EXERCISE INSTRUCTIONS =>
Replace "Put a dot on" with "Mark" wherever it appears in the rows below, and copy out every row with nothing else changed.

DATA FOR THIS EXERCISE =>
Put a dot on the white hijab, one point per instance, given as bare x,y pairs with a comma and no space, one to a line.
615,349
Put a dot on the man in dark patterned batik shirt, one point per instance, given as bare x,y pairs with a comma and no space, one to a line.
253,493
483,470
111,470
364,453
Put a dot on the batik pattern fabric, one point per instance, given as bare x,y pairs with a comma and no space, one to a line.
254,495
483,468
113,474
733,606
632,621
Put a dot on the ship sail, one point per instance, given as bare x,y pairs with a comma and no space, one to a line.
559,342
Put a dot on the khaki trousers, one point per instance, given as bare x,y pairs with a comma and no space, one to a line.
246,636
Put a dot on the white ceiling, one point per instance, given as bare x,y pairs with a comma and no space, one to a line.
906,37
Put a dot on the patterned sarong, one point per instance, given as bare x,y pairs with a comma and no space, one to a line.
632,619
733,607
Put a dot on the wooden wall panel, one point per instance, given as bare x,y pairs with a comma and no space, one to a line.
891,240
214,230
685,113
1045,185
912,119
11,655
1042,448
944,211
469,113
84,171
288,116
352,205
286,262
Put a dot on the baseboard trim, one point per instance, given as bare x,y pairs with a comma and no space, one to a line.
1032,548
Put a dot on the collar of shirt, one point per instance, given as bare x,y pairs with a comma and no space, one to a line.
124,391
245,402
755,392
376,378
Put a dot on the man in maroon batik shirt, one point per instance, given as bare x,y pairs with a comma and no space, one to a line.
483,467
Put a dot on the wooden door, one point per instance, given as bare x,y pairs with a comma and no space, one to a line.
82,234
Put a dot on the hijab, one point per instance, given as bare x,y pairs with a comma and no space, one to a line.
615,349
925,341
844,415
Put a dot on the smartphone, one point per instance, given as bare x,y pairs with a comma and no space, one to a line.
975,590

SOLVED PROBLEM =>
Mark the white hijab, one point per instance, given as bare x,y pairs with a comma and no space, one to a line.
615,349
Mark the man in dark patterned batik shirt, one point per instance, given as bare x,y pairs with a comma and no space, one to a line.
253,493
483,470
111,470
364,453
Mark the batik pattern fabric, one point per instance, given as bare x,y pairs with a comma and no space, one to a line.
254,495
483,468
113,474
733,606
632,621
Mark the ship sail, one point per instance, given as bare x,y pairs with a comma and no space, one to a line.
559,342
Mark the khaki trousers, one point per instance, given as bare x,y pairs with a comma and no space, one to a line.
246,636
Mark the white ceiling, one point per instance, given as bare x,y pairs with a comma and no space, one to a line.
906,37
Mark the patterned sarong, one point per instance, given as bare x,y pairs with a comma and no space, one to a line.
632,619
733,607
Mark the wooden wall panel, one point per instance, given as bare x,y pairs with a comma and no space, one to a line.
891,240
214,230
685,113
1045,185
912,119
11,655
1042,448
944,211
469,113
84,171
288,116
352,205
286,262
Mark the baseboard trim, one point per instance, given as bare x,y pairs with a comma and no space, one to a line.
1032,548
Mark the collar of shirt, one point per instance, given as bare x,y pairs with a comma and no space, one to a line.
124,391
245,402
755,392
376,378
Mark the man in maroon batik shirt, one point per instance, given as bare x,y pairs with a comma and no space, one to a line.
483,467
Mark the wooden door, one point per instance, given as bare x,y pairs with a comma and no space, one to a line.
82,234
Mark the hijab, one point per instance, given as bare x,y pairs with a comma and no space, one to a line.
615,349
925,341
844,415
Mark the smartphone, one point per instance, given as bare x,y pairs with a comma and no space, one to a line.
975,590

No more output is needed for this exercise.